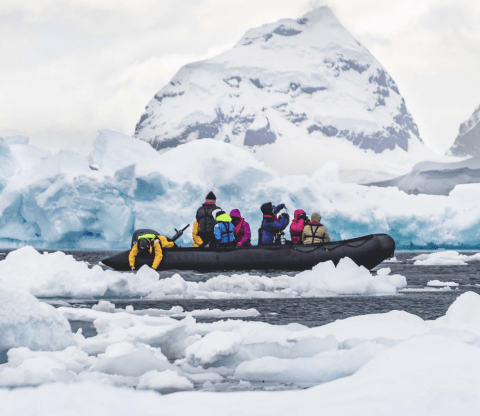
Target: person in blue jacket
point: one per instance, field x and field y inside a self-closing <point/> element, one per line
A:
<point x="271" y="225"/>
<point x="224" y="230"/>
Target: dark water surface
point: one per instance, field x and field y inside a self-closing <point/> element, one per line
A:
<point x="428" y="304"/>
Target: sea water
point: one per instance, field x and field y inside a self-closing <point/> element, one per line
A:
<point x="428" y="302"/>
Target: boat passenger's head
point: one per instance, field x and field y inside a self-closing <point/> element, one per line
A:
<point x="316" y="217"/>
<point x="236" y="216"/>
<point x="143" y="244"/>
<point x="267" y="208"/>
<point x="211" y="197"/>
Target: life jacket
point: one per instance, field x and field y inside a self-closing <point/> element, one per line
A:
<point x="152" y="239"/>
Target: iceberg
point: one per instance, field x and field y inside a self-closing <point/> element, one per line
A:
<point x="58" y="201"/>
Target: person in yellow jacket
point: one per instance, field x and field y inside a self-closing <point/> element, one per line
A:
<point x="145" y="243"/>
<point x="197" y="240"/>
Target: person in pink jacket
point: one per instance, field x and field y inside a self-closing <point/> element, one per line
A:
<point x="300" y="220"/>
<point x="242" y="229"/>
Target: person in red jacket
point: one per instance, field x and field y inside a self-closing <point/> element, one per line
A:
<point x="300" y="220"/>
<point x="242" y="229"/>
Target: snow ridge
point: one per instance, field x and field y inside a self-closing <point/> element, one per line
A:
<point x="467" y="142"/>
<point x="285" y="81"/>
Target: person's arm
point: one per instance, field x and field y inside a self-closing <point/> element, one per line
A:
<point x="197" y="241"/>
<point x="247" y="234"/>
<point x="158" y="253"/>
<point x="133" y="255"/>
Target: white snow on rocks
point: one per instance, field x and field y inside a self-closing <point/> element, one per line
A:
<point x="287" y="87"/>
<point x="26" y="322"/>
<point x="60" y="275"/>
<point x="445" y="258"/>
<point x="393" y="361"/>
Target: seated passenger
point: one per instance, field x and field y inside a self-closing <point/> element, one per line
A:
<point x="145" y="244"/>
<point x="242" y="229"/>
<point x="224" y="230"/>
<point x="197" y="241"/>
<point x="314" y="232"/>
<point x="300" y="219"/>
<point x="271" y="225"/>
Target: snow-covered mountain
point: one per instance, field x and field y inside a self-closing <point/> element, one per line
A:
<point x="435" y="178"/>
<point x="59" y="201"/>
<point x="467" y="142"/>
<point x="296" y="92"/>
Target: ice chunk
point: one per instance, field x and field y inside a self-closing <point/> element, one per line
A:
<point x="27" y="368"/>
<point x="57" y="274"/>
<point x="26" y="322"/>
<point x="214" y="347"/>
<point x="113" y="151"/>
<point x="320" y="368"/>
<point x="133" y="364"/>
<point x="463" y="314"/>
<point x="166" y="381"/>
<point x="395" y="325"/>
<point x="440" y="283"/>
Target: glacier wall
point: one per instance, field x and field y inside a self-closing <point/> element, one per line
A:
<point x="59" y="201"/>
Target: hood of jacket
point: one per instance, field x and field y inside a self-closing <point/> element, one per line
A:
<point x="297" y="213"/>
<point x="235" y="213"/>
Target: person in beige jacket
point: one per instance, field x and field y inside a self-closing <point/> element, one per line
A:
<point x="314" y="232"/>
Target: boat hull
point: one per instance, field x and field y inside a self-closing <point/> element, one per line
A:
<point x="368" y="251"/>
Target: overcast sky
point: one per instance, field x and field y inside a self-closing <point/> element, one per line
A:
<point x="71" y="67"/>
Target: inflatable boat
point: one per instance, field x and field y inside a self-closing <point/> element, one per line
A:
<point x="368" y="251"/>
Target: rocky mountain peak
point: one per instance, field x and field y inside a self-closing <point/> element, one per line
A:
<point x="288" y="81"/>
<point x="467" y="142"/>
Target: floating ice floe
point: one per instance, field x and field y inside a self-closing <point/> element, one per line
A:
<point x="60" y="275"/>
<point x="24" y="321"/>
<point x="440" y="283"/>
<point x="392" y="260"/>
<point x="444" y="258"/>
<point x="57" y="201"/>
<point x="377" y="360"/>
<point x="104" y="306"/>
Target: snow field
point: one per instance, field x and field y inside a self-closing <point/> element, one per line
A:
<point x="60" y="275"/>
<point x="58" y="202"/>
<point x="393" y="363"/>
· · · ·
- _Problem statement_: For each line of the listing that holds the word "jacket", show that line.

- _Answer section_:
Target: person in blue jacket
Target: life jacket
Target: person in yellow jacket
Target: person in pink jacket
Target: person in red jacket
Target: hood of jacket
Target: person in beige jacket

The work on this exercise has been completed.